Popular pledge: Democratic presidential hopeful Bernie Sanders has widened his lead on Hillary Clinton thanks to crowd-pleasing promises to break up big banks, but the plan is described as “dangerous” and could trigger another financial crisis (Photograph by John Minchillo/AP)

Bernie Sanders has been advancing in the Democratic presidential polls. He and Hillary Clinton are in a statistical tie in Iowa. The Vermont senator has also widened his lead in New Hampshire.

The Sanders surge comes on the heels of a January 5 speech in which he reiterated his crowd-pleasing pledge to break up the big banks.

Supporters roared with approval when he said that “fraud is the business model of Wall Street” and that “Congress doesn’t regulate Wall Street — Wall Street regulates Congress”.

It’s easy to understand why they cheered. Banks have been in bad odour since irresponsible lending and high-risk practices helped to crash the world economy in 2008. Breaking them up seems a simple way to cut them down to size.

But do not be fooled. The legal, political and technical complications of breaking up banks, and the economic and financial risks of such an effort, make it dangerous and unworkable. Here are five reasons why:

1, Sanders’s analysis of what happened in the run-up to 2008 is wrong. To him, repealing parts of the 1933 Glass-Steagall Act in Bill Clinton’s administration invited the debacle.

True, when commercial and investment banking were allowed under one roof, American banks got bigger and began peddling hedge funds, derivatives, insurance and real estate alongside plain old savings and checking accounts.

But blaming the law’s repeal misses the point. Most of the worst actors were smaller investment banks such as Lehman Brothers and Bear Stearns, or commercial banks such as Washington Mutual and Wachovia. Glass-Steagall would not have stopped them from overindulging in risky mortgages. And as the 1980s savings-and-loan crisis showed, small banks can wreak havoc, too.

2, The Federal Reserve and other regulators already have the authority to do what Sanders wants. Section 121 of the 2005 Dodd-Frank financial-reform law gives regulators enormous powers to seize and liquidate a firm that threatens the stability of the broader system.

If regulators believed a large bank posed a grave threat to the United States economy, they would have invoked those powers by now. The reason they have not is that Dodd-Frank provides less drastic tools to make banks safer.

Already under Dodd-Frank, the big banks have had to end trading done for their own profit and lay off armies of traders; sell hedge funds, commodities units and other forbidden subsidiaries; add hundreds of billions more in shareholder equity to absorb potential losses; process derivatives trades through central clearinghouses; and prepare road maps to their own liquidation if they become financially shaky. All this has made the big banks less risky.

Short problem 1:
In the article on Sanders and the big banks, on what date did Sanders give the speech repeating his pledge to break up the big banks?

Data extract:

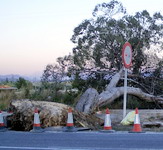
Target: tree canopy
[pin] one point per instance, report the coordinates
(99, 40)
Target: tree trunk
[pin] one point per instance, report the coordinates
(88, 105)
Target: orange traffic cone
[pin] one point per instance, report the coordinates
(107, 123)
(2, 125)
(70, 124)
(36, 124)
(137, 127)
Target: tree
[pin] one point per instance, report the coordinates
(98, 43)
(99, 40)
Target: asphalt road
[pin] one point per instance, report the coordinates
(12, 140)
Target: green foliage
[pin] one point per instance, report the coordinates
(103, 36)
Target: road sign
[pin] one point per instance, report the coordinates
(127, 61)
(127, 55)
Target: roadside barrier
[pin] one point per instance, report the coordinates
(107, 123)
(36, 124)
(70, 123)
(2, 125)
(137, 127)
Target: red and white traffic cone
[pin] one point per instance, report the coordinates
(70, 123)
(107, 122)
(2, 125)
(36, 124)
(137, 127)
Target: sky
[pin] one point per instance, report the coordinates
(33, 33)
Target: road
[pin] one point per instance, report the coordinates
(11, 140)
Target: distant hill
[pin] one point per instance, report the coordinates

...

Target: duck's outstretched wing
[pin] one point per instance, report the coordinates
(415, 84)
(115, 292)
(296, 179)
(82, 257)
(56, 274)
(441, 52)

Short problem 2:
List every line of the records that contains the word "tree".

Right answer 1:
January 5

Right answer 2:
Target: tree canopy
Target: tree trunk
Target: tree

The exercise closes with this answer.